→ Exercise: Extract exactly and only the lines of the data below, starting at the line with "In this picture, where can the man be" and stopping after the final line.

→ Dataset entries:
----

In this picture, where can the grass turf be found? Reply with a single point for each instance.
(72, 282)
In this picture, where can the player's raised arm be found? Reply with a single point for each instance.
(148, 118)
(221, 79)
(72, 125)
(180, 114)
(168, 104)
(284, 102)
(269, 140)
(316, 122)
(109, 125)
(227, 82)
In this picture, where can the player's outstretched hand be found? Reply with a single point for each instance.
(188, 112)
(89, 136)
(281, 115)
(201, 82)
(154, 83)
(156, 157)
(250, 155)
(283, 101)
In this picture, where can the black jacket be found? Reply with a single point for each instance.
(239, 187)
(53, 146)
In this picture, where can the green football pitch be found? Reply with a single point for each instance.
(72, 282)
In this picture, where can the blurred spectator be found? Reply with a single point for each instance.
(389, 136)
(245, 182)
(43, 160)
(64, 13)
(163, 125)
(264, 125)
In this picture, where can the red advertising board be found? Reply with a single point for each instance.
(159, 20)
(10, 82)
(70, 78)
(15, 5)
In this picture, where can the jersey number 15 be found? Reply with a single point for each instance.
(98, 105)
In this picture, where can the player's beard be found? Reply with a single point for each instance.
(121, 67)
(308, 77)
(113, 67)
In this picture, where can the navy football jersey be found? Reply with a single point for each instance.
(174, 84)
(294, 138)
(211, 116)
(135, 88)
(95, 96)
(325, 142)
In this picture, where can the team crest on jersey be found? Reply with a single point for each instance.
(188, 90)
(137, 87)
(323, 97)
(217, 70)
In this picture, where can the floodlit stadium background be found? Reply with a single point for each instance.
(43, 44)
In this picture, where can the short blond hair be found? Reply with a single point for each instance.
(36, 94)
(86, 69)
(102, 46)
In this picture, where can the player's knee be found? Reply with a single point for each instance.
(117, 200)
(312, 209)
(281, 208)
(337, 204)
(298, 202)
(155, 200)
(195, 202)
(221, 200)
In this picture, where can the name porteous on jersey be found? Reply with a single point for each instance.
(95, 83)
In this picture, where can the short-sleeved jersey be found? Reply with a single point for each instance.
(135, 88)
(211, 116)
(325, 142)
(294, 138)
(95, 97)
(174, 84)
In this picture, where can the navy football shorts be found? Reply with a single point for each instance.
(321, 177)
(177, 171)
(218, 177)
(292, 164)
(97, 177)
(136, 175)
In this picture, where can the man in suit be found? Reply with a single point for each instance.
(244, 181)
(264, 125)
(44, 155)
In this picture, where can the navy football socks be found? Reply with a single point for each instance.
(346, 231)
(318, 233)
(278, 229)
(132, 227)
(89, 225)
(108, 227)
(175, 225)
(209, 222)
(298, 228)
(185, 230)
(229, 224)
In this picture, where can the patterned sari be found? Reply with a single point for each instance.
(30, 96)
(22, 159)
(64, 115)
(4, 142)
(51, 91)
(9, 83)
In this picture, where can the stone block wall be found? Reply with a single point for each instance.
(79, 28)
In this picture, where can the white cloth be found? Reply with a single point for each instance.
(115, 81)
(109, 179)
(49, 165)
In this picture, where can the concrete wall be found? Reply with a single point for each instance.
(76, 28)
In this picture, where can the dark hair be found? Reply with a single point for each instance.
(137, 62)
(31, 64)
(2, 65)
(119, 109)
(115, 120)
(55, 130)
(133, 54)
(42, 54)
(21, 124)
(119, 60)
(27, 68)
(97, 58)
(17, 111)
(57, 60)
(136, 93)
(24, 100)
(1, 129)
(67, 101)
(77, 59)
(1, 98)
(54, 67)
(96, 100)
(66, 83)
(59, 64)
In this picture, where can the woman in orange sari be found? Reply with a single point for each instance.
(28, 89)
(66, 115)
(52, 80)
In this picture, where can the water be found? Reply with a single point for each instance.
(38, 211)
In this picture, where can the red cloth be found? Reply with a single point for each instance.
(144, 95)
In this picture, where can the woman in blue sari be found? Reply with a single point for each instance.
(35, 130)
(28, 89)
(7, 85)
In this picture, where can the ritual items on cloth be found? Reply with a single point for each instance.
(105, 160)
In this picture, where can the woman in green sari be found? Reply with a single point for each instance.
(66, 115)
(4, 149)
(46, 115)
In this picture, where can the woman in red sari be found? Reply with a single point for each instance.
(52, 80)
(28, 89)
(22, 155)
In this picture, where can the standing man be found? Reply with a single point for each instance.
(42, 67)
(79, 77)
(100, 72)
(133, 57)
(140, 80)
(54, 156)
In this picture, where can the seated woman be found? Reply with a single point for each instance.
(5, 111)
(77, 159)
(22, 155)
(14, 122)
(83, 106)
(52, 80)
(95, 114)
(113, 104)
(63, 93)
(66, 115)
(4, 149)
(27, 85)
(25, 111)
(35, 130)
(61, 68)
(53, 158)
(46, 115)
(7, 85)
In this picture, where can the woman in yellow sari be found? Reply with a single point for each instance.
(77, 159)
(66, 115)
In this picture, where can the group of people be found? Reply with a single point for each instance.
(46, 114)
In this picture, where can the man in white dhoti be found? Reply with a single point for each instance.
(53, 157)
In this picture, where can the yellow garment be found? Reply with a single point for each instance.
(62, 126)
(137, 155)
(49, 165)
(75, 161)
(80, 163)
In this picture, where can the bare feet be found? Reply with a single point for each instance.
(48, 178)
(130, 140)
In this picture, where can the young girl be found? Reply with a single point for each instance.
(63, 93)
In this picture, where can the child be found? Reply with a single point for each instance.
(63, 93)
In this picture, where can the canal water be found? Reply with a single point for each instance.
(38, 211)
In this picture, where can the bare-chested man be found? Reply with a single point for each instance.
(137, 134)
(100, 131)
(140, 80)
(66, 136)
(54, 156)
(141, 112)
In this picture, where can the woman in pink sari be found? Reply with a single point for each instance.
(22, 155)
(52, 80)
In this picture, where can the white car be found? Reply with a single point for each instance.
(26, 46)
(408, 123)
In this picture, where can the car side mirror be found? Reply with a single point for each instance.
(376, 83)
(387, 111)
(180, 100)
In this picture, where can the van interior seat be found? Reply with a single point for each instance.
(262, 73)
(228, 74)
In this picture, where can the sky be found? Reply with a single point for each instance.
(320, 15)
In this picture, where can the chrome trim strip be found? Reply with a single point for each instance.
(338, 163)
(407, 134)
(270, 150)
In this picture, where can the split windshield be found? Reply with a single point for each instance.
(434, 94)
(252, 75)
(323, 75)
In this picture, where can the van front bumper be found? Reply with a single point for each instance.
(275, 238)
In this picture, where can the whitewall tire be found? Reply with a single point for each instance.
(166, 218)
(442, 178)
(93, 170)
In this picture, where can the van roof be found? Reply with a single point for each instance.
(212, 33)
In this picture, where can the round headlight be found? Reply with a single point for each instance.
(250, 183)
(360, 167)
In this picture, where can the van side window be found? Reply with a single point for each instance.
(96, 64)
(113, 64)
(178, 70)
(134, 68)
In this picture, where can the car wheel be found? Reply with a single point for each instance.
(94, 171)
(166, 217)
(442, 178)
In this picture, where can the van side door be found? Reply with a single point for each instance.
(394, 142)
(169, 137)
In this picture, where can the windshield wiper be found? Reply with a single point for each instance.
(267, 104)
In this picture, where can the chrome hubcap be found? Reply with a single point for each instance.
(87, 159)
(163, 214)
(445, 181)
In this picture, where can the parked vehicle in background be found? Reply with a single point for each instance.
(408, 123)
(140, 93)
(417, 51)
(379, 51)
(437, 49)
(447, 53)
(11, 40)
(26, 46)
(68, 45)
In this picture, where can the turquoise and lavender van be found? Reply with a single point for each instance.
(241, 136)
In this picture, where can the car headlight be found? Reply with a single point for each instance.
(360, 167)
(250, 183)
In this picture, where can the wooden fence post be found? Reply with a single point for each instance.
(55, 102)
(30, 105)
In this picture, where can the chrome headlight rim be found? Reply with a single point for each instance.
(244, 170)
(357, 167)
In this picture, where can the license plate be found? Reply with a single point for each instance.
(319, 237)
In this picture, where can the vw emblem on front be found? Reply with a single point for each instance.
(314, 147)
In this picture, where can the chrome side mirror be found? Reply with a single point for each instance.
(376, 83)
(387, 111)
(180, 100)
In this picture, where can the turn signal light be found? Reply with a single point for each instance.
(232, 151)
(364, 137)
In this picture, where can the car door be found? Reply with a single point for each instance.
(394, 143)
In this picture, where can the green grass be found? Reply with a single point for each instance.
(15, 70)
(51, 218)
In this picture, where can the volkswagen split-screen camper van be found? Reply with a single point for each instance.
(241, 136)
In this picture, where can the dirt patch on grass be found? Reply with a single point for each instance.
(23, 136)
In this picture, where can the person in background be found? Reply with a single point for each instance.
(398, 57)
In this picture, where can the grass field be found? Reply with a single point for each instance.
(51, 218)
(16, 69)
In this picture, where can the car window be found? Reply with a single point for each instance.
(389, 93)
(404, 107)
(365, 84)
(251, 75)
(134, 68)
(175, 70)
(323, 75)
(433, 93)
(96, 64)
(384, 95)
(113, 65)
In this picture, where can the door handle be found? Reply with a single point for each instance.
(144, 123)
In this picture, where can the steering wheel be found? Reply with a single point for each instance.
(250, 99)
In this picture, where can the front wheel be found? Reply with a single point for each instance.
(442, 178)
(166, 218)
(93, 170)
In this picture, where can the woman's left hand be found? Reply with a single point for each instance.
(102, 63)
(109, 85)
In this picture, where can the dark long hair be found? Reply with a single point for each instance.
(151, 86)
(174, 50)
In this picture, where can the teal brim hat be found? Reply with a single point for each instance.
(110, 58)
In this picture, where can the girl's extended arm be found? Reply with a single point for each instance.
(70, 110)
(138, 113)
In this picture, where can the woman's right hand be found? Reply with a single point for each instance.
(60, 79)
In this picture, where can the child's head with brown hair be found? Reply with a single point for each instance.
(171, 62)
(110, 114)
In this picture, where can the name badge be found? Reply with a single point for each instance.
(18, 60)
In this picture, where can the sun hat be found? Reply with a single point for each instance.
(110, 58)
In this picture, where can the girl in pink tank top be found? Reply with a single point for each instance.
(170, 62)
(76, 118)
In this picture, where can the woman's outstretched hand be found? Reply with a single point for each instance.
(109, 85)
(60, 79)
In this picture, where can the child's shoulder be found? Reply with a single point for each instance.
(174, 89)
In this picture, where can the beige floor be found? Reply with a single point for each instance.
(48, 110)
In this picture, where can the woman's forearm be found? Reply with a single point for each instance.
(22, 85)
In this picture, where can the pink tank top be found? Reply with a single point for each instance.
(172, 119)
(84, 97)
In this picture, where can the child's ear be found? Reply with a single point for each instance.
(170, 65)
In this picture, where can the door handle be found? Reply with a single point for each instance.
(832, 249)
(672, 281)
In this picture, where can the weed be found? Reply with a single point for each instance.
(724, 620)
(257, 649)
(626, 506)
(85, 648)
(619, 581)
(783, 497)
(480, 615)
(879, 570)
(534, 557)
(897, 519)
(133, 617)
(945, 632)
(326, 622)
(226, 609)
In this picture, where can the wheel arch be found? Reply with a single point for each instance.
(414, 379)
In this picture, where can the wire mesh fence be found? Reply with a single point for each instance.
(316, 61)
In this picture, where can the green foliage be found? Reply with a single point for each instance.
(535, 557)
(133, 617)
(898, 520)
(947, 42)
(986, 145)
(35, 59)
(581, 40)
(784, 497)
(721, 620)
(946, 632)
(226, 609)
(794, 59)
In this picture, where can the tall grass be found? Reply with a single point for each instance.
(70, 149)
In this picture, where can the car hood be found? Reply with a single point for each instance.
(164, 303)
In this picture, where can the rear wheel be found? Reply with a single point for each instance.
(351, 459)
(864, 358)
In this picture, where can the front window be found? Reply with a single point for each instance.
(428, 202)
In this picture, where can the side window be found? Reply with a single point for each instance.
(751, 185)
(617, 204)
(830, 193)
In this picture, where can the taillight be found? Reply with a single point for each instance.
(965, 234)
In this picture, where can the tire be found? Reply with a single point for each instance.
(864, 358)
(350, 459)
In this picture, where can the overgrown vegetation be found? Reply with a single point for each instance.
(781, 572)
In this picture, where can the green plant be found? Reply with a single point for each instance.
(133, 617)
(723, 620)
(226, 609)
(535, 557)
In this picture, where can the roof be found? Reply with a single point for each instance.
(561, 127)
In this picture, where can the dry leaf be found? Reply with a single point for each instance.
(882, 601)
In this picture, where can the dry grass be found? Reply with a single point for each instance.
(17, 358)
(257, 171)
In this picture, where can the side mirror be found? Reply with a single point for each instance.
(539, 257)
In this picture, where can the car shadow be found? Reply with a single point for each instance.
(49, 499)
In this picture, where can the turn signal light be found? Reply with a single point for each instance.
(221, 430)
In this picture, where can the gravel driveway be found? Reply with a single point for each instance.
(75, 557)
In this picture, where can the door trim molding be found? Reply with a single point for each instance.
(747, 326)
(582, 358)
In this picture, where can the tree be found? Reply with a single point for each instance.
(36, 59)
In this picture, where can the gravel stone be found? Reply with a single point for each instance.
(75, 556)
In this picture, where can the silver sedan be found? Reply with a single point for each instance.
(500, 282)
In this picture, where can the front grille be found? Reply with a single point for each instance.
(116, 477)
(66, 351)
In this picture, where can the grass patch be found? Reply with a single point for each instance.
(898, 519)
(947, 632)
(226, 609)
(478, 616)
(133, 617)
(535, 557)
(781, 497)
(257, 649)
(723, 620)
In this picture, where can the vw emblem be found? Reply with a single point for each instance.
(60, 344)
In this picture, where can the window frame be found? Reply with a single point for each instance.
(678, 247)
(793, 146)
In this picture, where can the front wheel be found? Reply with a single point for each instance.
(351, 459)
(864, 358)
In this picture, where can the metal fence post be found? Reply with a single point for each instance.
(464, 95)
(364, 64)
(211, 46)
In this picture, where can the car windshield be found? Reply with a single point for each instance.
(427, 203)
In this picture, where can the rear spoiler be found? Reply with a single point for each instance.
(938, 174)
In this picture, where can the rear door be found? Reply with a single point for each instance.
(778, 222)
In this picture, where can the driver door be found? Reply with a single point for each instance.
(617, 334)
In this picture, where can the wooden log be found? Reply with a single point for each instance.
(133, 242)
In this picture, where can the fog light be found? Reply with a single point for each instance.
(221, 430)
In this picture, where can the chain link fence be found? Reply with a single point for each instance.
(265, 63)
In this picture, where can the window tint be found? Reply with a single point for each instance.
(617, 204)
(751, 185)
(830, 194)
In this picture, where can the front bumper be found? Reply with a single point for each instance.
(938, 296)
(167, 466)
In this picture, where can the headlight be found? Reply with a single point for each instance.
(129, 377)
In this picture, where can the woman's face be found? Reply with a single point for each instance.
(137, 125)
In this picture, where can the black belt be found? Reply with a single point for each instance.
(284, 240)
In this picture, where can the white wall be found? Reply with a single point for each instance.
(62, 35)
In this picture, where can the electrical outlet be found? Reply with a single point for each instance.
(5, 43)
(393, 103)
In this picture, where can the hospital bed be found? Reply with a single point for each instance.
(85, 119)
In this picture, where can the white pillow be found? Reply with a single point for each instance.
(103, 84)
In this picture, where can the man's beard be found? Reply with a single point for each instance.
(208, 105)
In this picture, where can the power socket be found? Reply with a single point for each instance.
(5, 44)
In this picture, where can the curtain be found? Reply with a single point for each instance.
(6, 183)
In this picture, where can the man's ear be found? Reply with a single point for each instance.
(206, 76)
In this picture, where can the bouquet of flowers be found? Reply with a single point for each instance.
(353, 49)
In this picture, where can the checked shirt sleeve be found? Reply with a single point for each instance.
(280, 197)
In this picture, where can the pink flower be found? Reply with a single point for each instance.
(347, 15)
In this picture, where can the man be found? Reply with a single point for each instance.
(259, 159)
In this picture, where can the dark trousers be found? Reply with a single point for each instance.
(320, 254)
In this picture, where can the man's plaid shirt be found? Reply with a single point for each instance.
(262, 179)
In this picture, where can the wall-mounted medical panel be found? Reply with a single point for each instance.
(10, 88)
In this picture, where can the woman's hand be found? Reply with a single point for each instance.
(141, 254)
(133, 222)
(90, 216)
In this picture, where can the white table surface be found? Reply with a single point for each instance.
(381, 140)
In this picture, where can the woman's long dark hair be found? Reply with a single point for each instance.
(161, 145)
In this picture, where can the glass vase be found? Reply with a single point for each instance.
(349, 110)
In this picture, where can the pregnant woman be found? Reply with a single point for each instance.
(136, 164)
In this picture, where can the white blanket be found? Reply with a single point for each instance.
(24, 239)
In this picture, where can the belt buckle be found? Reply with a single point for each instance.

----

→ Completed exercise:
In this picture, where can the man be found? Reply with a single point for each instance.
(259, 159)
In this picture, where can the dark trousers be found? Reply with a single point for each instance.
(320, 254)
In this picture, where can the man's plaid shirt be found? Reply with a single point for each instance.
(262, 179)
In this picture, where can the wall-mounted medical panel be found? Reply with a single point for each instance.
(10, 88)
In this picture, where can the woman's hand be found? Reply with a single point for each instance.
(141, 254)
(133, 222)
(90, 216)
In this picture, where can the white table surface be found? Reply with a single point for each instance.
(381, 140)
In this picture, where can the woman's long dark hair be found? Reply with a single point for each instance.
(161, 145)
In this picture, where can the glass vase be found? Reply with a single point for each instance.
(349, 110)
In this picture, where can the pregnant woman be found? Reply with a single point for each instance.
(136, 164)
In this picture, where can the white blanket be found? Reply with a single point for each instance.
(24, 239)
In this picture, where can the belt buckle be found? Reply with a single point for each instance.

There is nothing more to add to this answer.